[Requisitos del ejercicio]:
1 > Indica si cada afirmación coincide con el texto sobre la manía y la depresión, respondiendo sí o no y citando las palabras del texto que lo deciden. (a) Los amigos de Adams sabían que no podía salir de su casa. (b) El paciente que robaba en tiendas había empezado a robar en la escuela. (c) En la manía, el discurso de la persona puede pasar de un tema a otro con facilidad.
2 > Escribe la continuación del texto sobre la manía y la depresión a partir de su última oración.

[Texto mostrado]:
En el estado maníaco, el mundo parece generoso y eternamente magnánimo. Todo está ahí para ser tomado y disfrutado. Parece, en realidad, como si la persona estuviera despojada de su marco socio-simbólico, tanto religioso como económico. Atrás quedó la ética del trabajo heredada de los orígenes, el pudor o las inhibiciones en consonancia con la cultura, e incluso, a veces, las prohibiciones dietéticas de la religión. El sentimiento de vitalidad y energía del sujeto maníaco parece proporcional a la pérdida de esas características: cuando el enfermo se deshace de las preocupaciones y los límites que han dado forma, «renace», y el mundo parece radicalmente nuevo y prometedor.
Pero así como la deuda con respecto a los orígenes y la historia de uno mismo puede de repente convertirse en luz durante el episodio maníaco, también puede regresar con fuerza en la fase depresiva. Y la persona queda entonces tan atada que a veces no puede, ni siquiera moverse. Cuando los bienintencionados amigos de Adams le aconsejaron que saliera más, que tratara de dar paseos, no se daban cuenta de que era físicamente incapaz de cruzar la puerta de su casa, tal era su grado de paralización. Si en la subida maníaca la persona se apropia de algo sin pagar, luego tiene que pagar sin tener deuda ninguna. La deuda no puede ser cancelada sin que regrese, después, en sus formas más letales y abrumadoras.
Si en la manía la persona tiene el sentimiento gozoso ser no ser juzgada, de no ser responsable, el juicio regresa más adelante de una manera poderosa, en las depresiones. El hecho de que tantos sujetos maníaco-depresivos hablen de que en sus momentos bajos dan vueltas a su cabeza a todas las cosas malas que han hecho, incluso en años anteriores, pone de manifiesto que cualquier acontecimiento de la vida, por trivial que parezca, puede ser utilizado para añadir músculo al juicio condenatorio. Si en la manía el discurso de la persona puede pasar de un tema a otro con facilidad y soltura, luego, en la depresión, las palabras pueden limitarse a la repetición sistemática de una sola frase: «Soy un hijo de puta».
Analicemos de forma más detenida el vínculo entre gastar y robar. Un paciente maníaco-depresivo relataba sus expediciones por tiendas para llevar a cabo pequeños robos cada vez que se frustraban sus expectativas. «Sentía ira y rabia, como si las cosas se hubieran echado a perder para mí. Robar era para mí como una venganza». Adviértase que aquí el acento se pone en cómo las cosas se habían echado a perder para él, pero no en cómo él mismo podía haber echado a perder las cosas. Había comenzado a robar en la escuela, donde siempre convertía en el blanco de sus hurtos a los chicos que tenían más que él, los chicos ricos que venían de casas más acomodadas, de familias mejores que la suya.

[Registros almacenados]:
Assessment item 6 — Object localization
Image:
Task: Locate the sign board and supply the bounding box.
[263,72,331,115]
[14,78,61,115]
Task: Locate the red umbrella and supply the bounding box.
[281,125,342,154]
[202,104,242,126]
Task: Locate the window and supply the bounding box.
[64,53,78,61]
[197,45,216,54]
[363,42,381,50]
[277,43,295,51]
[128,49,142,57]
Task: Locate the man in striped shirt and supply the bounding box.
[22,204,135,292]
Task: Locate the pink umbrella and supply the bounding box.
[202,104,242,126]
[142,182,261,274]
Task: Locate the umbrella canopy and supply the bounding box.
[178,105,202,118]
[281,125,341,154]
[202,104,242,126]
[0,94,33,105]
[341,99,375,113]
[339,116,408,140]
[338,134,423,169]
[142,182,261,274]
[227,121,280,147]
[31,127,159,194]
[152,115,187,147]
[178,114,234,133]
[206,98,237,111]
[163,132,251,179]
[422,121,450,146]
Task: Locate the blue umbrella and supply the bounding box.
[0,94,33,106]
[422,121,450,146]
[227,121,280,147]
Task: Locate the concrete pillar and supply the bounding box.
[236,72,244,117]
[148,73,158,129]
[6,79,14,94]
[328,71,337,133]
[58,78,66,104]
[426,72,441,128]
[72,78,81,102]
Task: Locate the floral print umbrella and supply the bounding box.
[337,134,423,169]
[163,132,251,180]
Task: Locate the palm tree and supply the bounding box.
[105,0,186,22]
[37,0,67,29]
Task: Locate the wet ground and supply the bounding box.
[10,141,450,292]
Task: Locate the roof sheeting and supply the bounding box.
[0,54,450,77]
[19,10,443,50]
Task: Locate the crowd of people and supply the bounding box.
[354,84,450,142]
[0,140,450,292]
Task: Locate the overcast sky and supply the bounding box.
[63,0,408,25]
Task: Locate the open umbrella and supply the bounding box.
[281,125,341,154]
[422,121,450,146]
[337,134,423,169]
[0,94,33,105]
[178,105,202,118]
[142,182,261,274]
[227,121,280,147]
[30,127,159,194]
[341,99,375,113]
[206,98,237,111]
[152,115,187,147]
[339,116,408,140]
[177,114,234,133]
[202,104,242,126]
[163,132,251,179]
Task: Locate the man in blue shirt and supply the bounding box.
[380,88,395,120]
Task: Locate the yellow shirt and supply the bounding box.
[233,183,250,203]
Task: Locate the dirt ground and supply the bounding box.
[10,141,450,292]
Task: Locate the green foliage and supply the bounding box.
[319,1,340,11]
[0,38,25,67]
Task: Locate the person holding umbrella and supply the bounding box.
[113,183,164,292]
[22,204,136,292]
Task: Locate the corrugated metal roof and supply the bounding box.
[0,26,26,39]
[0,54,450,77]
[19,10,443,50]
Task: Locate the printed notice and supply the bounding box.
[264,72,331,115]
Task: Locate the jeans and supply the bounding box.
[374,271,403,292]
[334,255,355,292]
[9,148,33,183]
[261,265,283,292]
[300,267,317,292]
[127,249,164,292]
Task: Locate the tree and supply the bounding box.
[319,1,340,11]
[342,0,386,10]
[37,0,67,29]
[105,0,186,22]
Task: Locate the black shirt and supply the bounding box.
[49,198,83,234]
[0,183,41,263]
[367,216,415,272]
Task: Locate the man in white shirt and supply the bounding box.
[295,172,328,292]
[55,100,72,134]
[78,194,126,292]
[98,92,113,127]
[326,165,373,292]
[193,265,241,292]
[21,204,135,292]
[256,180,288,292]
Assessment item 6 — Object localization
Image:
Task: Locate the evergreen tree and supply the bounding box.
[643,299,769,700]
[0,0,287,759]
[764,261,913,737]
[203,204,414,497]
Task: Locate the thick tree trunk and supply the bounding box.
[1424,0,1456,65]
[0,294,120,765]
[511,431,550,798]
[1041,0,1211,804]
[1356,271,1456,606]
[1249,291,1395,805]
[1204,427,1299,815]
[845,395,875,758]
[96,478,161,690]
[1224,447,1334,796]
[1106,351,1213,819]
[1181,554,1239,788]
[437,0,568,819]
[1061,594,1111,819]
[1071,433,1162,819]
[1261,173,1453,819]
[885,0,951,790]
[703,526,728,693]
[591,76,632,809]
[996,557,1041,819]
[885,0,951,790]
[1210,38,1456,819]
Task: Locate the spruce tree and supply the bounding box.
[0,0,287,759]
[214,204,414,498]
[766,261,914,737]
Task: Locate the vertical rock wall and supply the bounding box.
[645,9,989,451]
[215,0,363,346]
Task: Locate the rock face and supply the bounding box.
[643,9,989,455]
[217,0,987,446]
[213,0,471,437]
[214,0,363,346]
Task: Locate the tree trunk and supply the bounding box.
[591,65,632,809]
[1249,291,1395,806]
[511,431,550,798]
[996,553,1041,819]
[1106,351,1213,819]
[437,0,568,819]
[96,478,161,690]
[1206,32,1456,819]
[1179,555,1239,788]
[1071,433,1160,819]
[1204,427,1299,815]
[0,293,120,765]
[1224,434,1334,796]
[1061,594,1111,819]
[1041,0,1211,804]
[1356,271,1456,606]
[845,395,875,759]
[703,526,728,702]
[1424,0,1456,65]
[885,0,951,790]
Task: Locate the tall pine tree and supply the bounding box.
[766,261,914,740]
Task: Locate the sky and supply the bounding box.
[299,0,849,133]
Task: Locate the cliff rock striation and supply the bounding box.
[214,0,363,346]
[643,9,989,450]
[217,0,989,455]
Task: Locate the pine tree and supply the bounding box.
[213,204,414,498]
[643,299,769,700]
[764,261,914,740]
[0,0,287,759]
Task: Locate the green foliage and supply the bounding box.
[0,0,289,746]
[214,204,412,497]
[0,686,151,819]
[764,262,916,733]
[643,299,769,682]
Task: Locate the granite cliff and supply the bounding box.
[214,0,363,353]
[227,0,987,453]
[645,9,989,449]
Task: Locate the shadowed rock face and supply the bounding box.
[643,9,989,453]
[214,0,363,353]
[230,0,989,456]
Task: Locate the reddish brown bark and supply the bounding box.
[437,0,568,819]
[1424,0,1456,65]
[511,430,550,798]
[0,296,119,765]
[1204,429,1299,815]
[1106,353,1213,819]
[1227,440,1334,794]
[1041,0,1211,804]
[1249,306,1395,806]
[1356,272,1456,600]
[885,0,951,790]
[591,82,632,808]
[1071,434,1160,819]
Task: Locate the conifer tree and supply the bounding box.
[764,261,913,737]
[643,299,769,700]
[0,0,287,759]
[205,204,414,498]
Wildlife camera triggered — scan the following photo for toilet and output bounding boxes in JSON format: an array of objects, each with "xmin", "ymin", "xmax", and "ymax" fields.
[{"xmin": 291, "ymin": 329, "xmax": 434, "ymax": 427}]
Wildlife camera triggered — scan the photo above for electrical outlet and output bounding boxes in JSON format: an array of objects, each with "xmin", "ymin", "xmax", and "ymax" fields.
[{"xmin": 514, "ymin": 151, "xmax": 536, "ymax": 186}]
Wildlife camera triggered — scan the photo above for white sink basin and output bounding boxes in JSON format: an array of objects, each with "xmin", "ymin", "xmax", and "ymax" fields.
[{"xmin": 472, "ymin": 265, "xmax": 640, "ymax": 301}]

[Respuestas del ejercicio]:
1 >
(a) No: «no se daban cuenta de que era físicamente incapaz de cruzar la puerta de su casa».
(b) Sí: «Había comenzado a robar en la escuela».
(c) Sí: «el discurso de la persona puede pasar de un tema a otro con facilidad y soltura».

2 >
La lógica subyacente sugiere que el robo estaba ligado a la cuestión misma de su identidad: «Si no puedo ser ellos, me apropiaré de lo que ellos tienen». La paciente que hablaba de sus compras desenfrenadas y sus «cosas sin utilizar» estaba guiada por una lógica similar. El hombre con el que estaba liada, y que terminaría pagando las facturas de sus gastos, pertenecía a una clase y a una cultura a las que ella siempre había aspirado, a pesar de la barrera que suponían sus orígenes más modestos. Si los vestidos que ella compraba eran imágenes de la persona que ella podía ser para él en las fiestas lujosas y en los partidos de polo que ella se imaginaba, también se lo estaba haciendo pagar mediante la creación de la deuda.
En el caso de Behrman, éste trabajaba para un artista de Nueva York, encargándose inicialmente de sus relaciones públicas y asumiendo más tarde, cada vez más, las actividades de un agente. El artista tenía éxito, era un hombre seguro de sí mismo, rico, cualidades por las que Behrman se sentía atraído. Pronto se confabuló con uno de los ayudantes del artista, falsificando cuadros y vendiéndolos como originales, incluso firmando las obras. En el caso de Stephen Fry, sus primeras compras alocadas se financiaron con tarjetas de crédito robadas a las mismas familias inglesas a las que había admirado y respetado. Si él se ponía las insignias de su abuelo en un acto de «reinvención», nosotros por nuestra parte no deberíamos olvidar que fue ese abuelo el que, en Hungría, había estado fascinado por todas las cosas inglesas, llevaba trajes de tweed y se sentía atraído por una imagen que no concordaba con su propia cultura judía. Tanto en Behrman como en Fry encontramos un eco de la fórmula: «Si no puedo ser ellos, tomaré lo que ellos tienen.